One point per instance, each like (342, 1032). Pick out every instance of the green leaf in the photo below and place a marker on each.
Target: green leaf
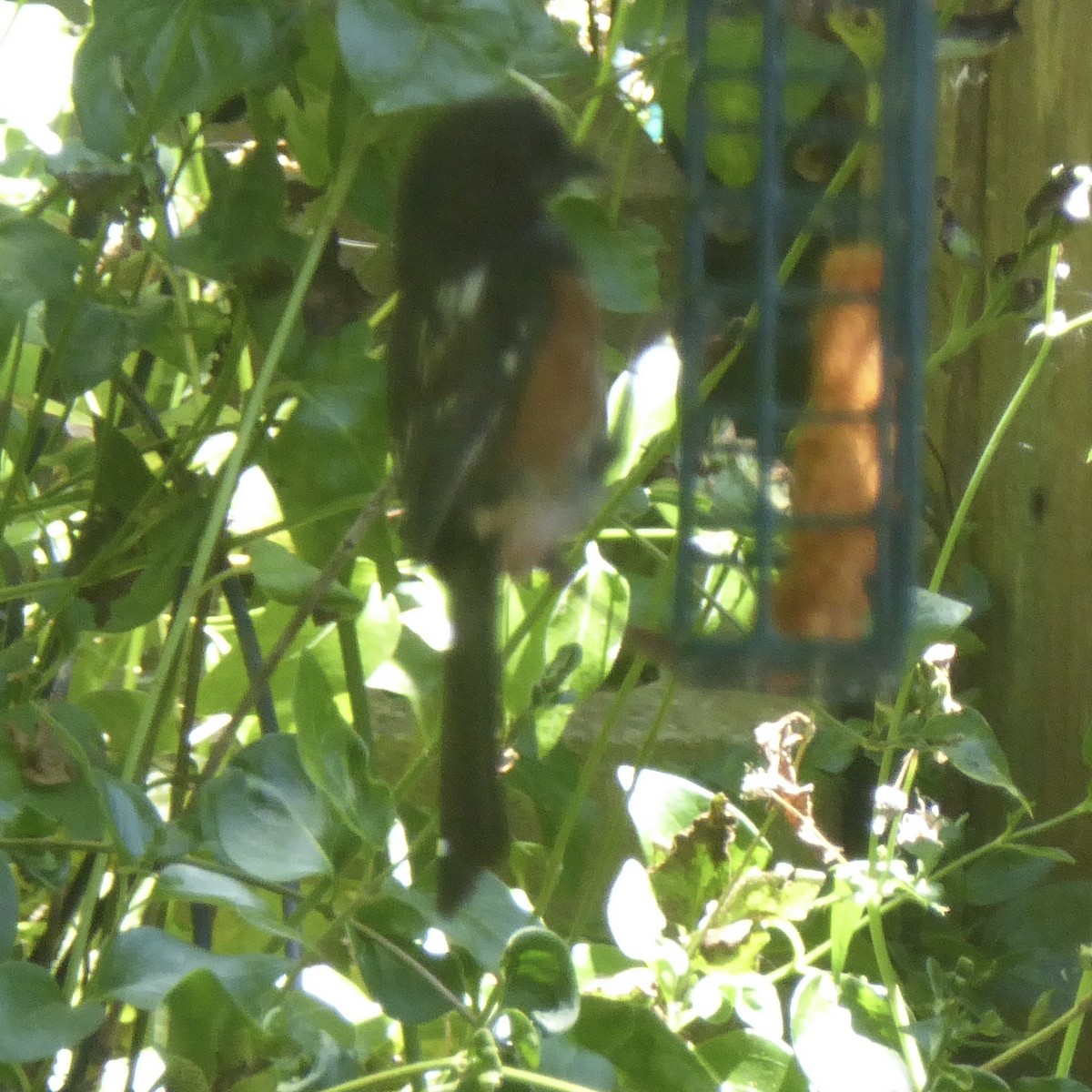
(970, 743)
(969, 1079)
(266, 816)
(402, 56)
(91, 344)
(140, 966)
(37, 262)
(539, 978)
(561, 1058)
(136, 820)
(745, 1062)
(241, 232)
(933, 618)
(483, 925)
(735, 45)
(828, 1046)
(146, 63)
(637, 923)
(334, 446)
(642, 1046)
(210, 1029)
(663, 805)
(1004, 875)
(587, 627)
(337, 759)
(9, 906)
(121, 475)
(1047, 1085)
(35, 1020)
(412, 984)
(183, 883)
(285, 578)
(642, 405)
(621, 262)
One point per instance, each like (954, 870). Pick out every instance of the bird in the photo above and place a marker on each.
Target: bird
(497, 413)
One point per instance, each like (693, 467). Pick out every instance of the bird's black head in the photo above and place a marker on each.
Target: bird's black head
(485, 167)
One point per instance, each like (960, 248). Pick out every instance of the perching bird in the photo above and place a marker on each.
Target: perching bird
(497, 412)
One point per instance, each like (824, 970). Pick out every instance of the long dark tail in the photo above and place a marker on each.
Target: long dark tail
(473, 824)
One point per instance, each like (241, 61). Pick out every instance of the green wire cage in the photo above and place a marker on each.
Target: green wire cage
(808, 143)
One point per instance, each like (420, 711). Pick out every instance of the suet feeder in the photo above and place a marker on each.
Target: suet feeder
(808, 159)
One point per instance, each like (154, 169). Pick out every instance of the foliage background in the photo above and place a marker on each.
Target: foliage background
(202, 883)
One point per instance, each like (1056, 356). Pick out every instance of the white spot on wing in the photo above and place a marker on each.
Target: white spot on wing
(458, 299)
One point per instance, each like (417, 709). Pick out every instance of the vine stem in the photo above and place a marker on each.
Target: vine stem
(1005, 421)
(355, 143)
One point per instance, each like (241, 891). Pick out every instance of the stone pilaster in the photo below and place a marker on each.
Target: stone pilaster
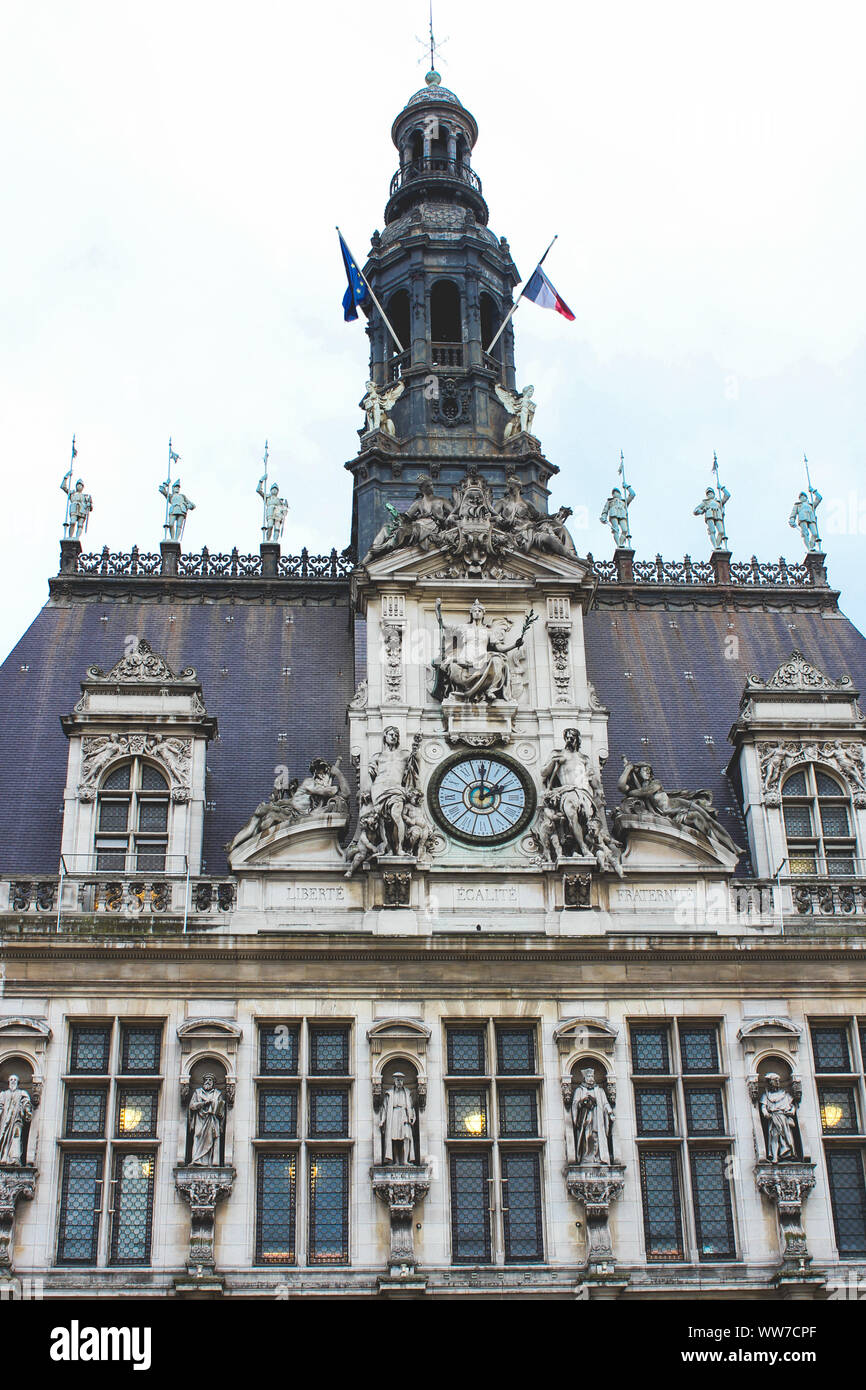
(595, 1186)
(402, 1186)
(202, 1187)
(787, 1184)
(15, 1182)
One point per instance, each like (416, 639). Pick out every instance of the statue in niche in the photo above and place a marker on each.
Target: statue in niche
(477, 667)
(712, 509)
(275, 510)
(206, 1119)
(396, 1123)
(520, 407)
(644, 797)
(804, 514)
(592, 1121)
(779, 1115)
(616, 516)
(78, 509)
(178, 509)
(15, 1111)
(378, 406)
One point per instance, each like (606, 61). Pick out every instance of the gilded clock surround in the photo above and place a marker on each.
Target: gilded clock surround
(477, 797)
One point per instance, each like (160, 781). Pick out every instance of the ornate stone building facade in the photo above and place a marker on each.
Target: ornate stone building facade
(455, 913)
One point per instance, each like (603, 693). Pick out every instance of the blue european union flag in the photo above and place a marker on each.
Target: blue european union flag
(356, 293)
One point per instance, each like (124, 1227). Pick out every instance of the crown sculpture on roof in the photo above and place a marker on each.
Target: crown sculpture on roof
(471, 528)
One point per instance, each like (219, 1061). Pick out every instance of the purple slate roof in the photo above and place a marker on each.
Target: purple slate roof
(253, 704)
(658, 701)
(241, 667)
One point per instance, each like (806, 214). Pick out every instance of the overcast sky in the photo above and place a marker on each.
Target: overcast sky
(171, 175)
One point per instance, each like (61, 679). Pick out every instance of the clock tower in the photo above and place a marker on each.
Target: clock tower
(445, 282)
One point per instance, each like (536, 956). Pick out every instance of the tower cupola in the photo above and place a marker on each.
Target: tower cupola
(435, 136)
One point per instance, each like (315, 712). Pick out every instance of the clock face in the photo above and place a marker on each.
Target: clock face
(484, 799)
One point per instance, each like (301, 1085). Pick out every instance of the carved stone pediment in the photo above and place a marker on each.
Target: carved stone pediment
(313, 841)
(203, 1037)
(414, 565)
(580, 1034)
(142, 666)
(797, 674)
(656, 843)
(20, 1027)
(761, 1033)
(15, 1183)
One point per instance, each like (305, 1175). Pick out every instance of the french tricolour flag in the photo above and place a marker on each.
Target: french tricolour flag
(542, 292)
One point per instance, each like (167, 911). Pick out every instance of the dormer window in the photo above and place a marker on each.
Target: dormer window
(132, 819)
(818, 823)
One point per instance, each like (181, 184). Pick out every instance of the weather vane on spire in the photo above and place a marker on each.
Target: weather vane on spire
(434, 47)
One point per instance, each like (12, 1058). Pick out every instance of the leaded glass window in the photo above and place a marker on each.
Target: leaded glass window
(81, 1194)
(470, 1203)
(848, 1200)
(712, 1201)
(91, 1048)
(517, 1112)
(704, 1111)
(466, 1052)
(328, 1051)
(278, 1048)
(86, 1114)
(467, 1114)
(698, 1048)
(278, 1112)
(655, 1109)
(132, 1208)
(516, 1051)
(838, 1109)
(141, 1051)
(328, 1208)
(132, 819)
(660, 1197)
(521, 1207)
(328, 1112)
(649, 1051)
(818, 823)
(830, 1047)
(136, 1109)
(275, 1208)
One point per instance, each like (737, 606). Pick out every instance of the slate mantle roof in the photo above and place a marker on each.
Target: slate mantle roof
(253, 701)
(242, 638)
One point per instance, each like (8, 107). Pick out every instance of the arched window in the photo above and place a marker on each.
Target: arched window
(818, 823)
(132, 819)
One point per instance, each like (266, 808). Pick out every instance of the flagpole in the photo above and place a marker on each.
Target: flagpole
(173, 458)
(68, 492)
(264, 492)
(371, 293)
(513, 309)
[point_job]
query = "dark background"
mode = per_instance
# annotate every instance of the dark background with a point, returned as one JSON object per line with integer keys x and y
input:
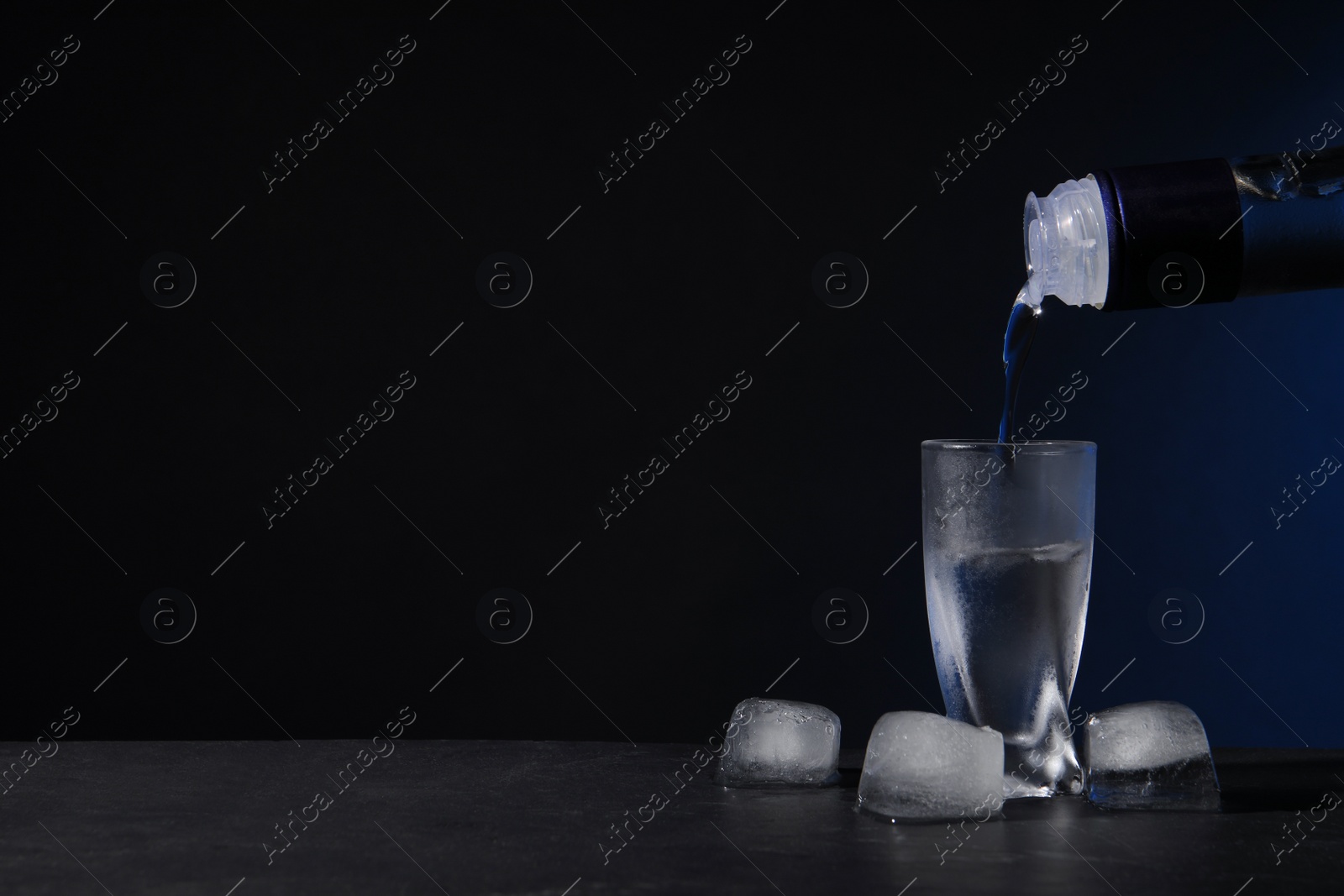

• Task goal
Copy out all the data without changing anything, and drop the pictures.

• Correct answer
One point per instance, each like (342, 1032). Pick out every instance of the green leaf in the photo below and place a marker on each.
Target: green leaf
(970, 743)
(969, 1079)
(266, 816)
(402, 56)
(91, 344)
(140, 966)
(37, 262)
(539, 978)
(561, 1058)
(136, 820)
(745, 1062)
(241, 232)
(933, 618)
(483, 925)
(735, 45)
(828, 1046)
(146, 63)
(637, 923)
(334, 446)
(642, 1046)
(210, 1029)
(663, 805)
(1004, 875)
(587, 627)
(337, 759)
(9, 906)
(121, 475)
(1047, 1085)
(35, 1020)
(412, 984)
(183, 883)
(285, 578)
(642, 405)
(621, 262)
One point per instance, each like (954, 870). Pick out every instance of the bird in the photo above and place a marker on each.
Target: bird
(497, 413)
One point per instance, each like (693, 467). Pick out every instance of the bird's black head in the photo above and place a marker on each.
Target: bird's black head
(485, 167)
One point per instance, each like (960, 248). Pick out every instance of the perching bird in the photo above and place a marker on each.
Target: perching bird
(497, 412)
One point per instance, each like (824, 970). Pick out every instance of the long dark tail in the photo above and place a marker on each.
Target: long dark tail
(473, 824)
One point per instance, each like (241, 61). Pick out every instance of the green wire cage in the photo above and place a marker on each.
Target: green wire cage
(808, 143)
One point per instance, each like (420, 711). Pick out every instance of the suet feeder in the photo above and place a marker on each.
Target: suet feeder
(808, 159)
One point per instance, each like (154, 169). Pick out every instance of the foliage background in the photo above and place a marker on each.
Target: foliage background
(202, 883)
One point per instance, each like (1056, 356). Pick out every instance of the white spot on wing in the photo above and place a marker on each.
Target: white spot on wing
(458, 299)
One point per instance, each like (417, 709). Pick out every instance of the vine stem in the photo above and place a marker on each.
Target: vine stem
(1005, 421)
(355, 143)
One point per instance, each like (241, 891). Pick out every instance of the stone pilaster in the photo below and place a marker on each.
Target: stone pilaster
(595, 1186)
(402, 1186)
(202, 1187)
(787, 1184)
(15, 1182)
One point per instance, each like (416, 639). Pick out every instance of the statue in niche in the photo above and place a marker on each.
Target: statue in niche
(477, 667)
(712, 509)
(275, 510)
(206, 1119)
(396, 1123)
(520, 407)
(644, 797)
(804, 514)
(592, 1121)
(779, 1115)
(616, 516)
(78, 509)
(178, 509)
(15, 1111)
(378, 406)
One point per instance, each like (606, 61). Pick out every instance of the gilded clock surround in the photo above and place a marker on each.
Target: gilded clock surround
(477, 797)
One point per instance, each like (160, 781). Pick out every instance of the ornate stone building facade in the photo above and place a marker on each.
Target: ornate stone building facade
(455, 913)
One point per instance, each like (603, 693). Pick out every instance of the blue european union flag in the photo above and place a marker on each.
Target: blue european union flag
(356, 293)
One point per instance, each like (124, 1227). Pick out every instance of the crown sculpture on roof in the photo above and place a marker on each.
Target: crown sculpture on roof
(471, 528)
One point per instance, each like (219, 1061). Pick out every instance of the purple slate roof in the photo above and place a marker on each.
Target: purple slate roof
(253, 704)
(658, 701)
(241, 667)
One point per instance, each like (806, 214). Pick out every instance of the overcast sky in the photo above and place a marker on each.
Target: overcast sky
(171, 175)
One point per instance, each like (61, 679). Pick out every instance of the clock tower in the photo above and place a marker on each.
Target: clock tower
(445, 282)
One point per instance, each like (536, 956). Pick out every instance of the tower cupola in the photo above and place a marker on each.
Target: tower cupola
(435, 136)
One point per instance, each like (315, 712). Pick out every instance of the clock face in the photo above and place a marker on each.
Target: clock face
(484, 799)
One point per instance, each like (301, 1085). Pick out every instance of the carved stone pediment in the photo above and place a marker on each.
Target: carved stone pediment
(313, 841)
(203, 1037)
(414, 565)
(580, 1034)
(142, 666)
(797, 674)
(656, 843)
(20, 1027)
(761, 1033)
(15, 1183)
One point per instance, each like (305, 1175). Pick out every instance of the french tricolour flag in the photo above and place a marker on each.
Target: french tricolour flag
(542, 292)
One point per instance, each like (167, 911). Pick out every instance of the dormer window in the photo above and place a marker on each.
Target: dormer window
(132, 819)
(818, 823)
One point per instance, each like (181, 184). Pick out every instance of the weather vane on spire in the photo above and place a marker on each.
Target: weather vane on spire
(434, 47)
One point per instance, each like (12, 1058). Pick out every instance of the leaded glass window in the photo above and place a marker on each.
Target: leaded glass window
(81, 1194)
(470, 1203)
(848, 1200)
(712, 1201)
(91, 1048)
(517, 1112)
(704, 1111)
(466, 1052)
(328, 1051)
(278, 1048)
(86, 1114)
(467, 1114)
(698, 1048)
(278, 1112)
(655, 1109)
(132, 1208)
(516, 1051)
(838, 1109)
(141, 1051)
(328, 1208)
(132, 819)
(660, 1197)
(521, 1207)
(328, 1112)
(649, 1051)
(818, 823)
(830, 1047)
(136, 1109)
(275, 1208)
One point per instance, each like (737, 606). Pick out every instance of the slate mantle roof in the photo above and place a marker on each.
Target: slate mantle roof
(253, 701)
(242, 638)
One point per instance, each like (8, 107). Pick out every instance of the arched window in the photo above and place a marker on each.
Target: arched window
(818, 823)
(132, 819)
One point per instance, each like (266, 808). Pick out every instance of the flagpole in the photo above and place a marker on each.
Target: flagpole
(173, 458)
(68, 492)
(264, 492)
(371, 293)
(513, 309)
[point_job]
query = "dark background"
mode = per_instance
# annotate every instance of the dark background with a point, returned as one JSON object per line with integer keys x and y
input:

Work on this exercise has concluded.